Dataset records:

-- Begin --

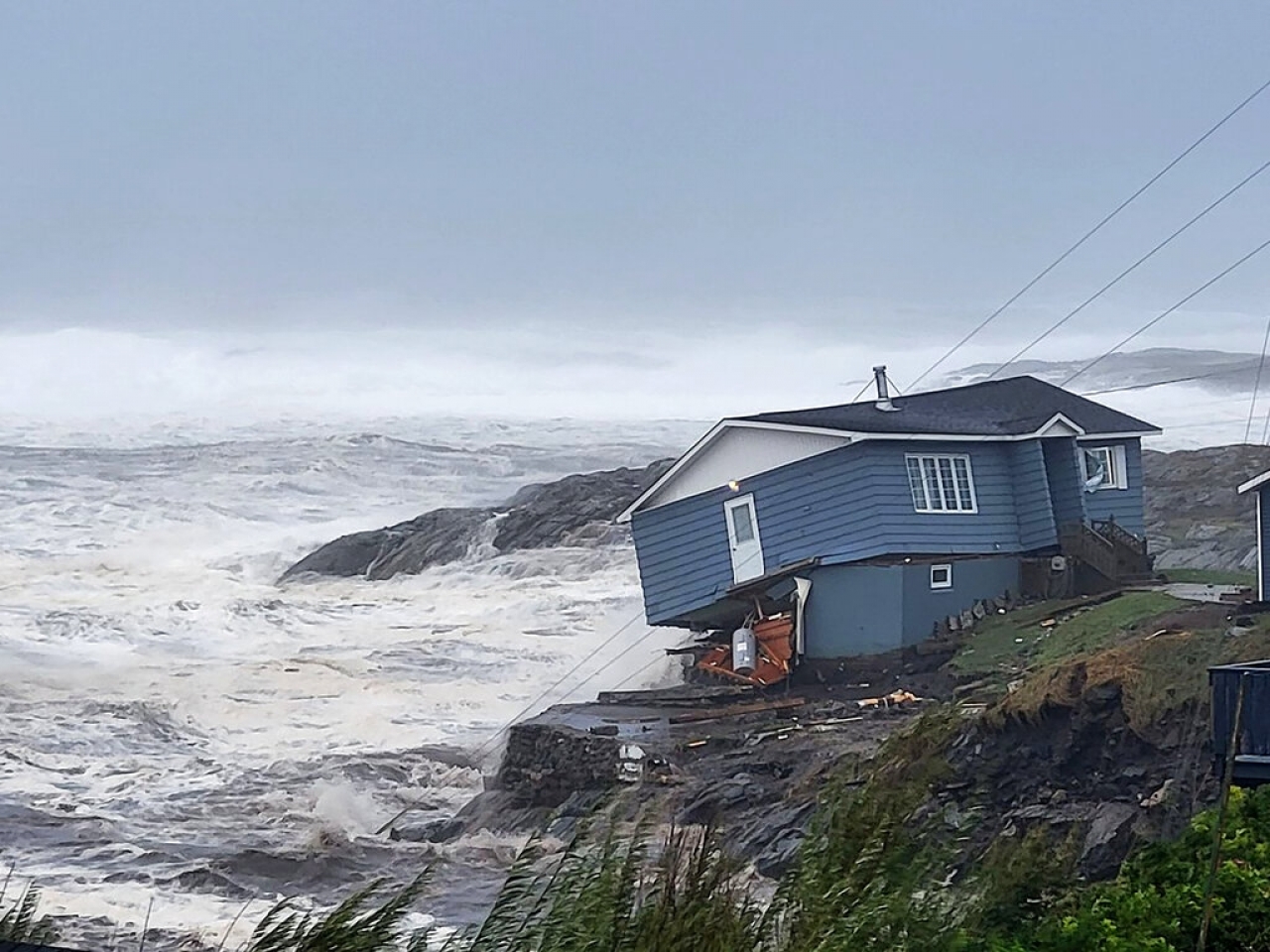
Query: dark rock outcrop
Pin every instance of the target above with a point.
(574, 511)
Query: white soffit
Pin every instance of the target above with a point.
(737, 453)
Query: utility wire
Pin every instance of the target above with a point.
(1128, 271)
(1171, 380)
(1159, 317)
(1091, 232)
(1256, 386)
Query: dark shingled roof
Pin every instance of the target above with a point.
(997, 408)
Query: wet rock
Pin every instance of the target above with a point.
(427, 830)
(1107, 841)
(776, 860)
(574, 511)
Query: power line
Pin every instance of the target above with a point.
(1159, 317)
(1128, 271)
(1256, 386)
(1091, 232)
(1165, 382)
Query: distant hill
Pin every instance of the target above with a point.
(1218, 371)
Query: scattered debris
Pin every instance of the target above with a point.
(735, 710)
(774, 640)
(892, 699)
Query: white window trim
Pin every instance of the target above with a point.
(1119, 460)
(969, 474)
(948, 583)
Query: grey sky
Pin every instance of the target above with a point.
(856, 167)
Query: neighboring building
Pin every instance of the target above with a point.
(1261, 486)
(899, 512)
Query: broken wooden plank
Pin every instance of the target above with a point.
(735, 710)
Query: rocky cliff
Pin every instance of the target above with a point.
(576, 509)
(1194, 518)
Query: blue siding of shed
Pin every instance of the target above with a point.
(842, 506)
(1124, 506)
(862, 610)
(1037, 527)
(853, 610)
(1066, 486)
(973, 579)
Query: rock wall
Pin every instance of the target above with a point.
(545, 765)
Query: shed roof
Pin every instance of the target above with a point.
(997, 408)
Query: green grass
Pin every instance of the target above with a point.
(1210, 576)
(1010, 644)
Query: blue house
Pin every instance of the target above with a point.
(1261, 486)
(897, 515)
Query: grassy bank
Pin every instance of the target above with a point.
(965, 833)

-- End --

[Directive] Keep only the lines from the one containing "Query: grey sky" to the end of the entries, and repeat them exactly.

[Reply to the task]
Query: grey sky
Pin every instance of the target above with a point.
(856, 167)
Query: neighboring building
Pin every instance of the target above with a point.
(1261, 486)
(899, 512)
Query: broken wooden plank
Pin every instance of the target above with a point.
(735, 710)
Query: rocky cliff
Pin every instance of the target above with a point.
(576, 509)
(1194, 518)
Query: blue siding of shed
Pin every instance of the target above with a point.
(842, 506)
(1124, 506)
(862, 610)
(1037, 527)
(853, 610)
(1066, 486)
(973, 579)
Query: rock wall
Pin every instance of the target above with a point.
(545, 765)
Query: shed roof
Pin every instance of the target above with a point.
(997, 408)
Query: green grass
Pin every instance of the target above with a point.
(1210, 576)
(1010, 644)
Query: blue house
Pin every instance of the target above with a point.
(1261, 486)
(897, 515)
Query: grassy bank
Pin every instance of the target above with a point.
(965, 833)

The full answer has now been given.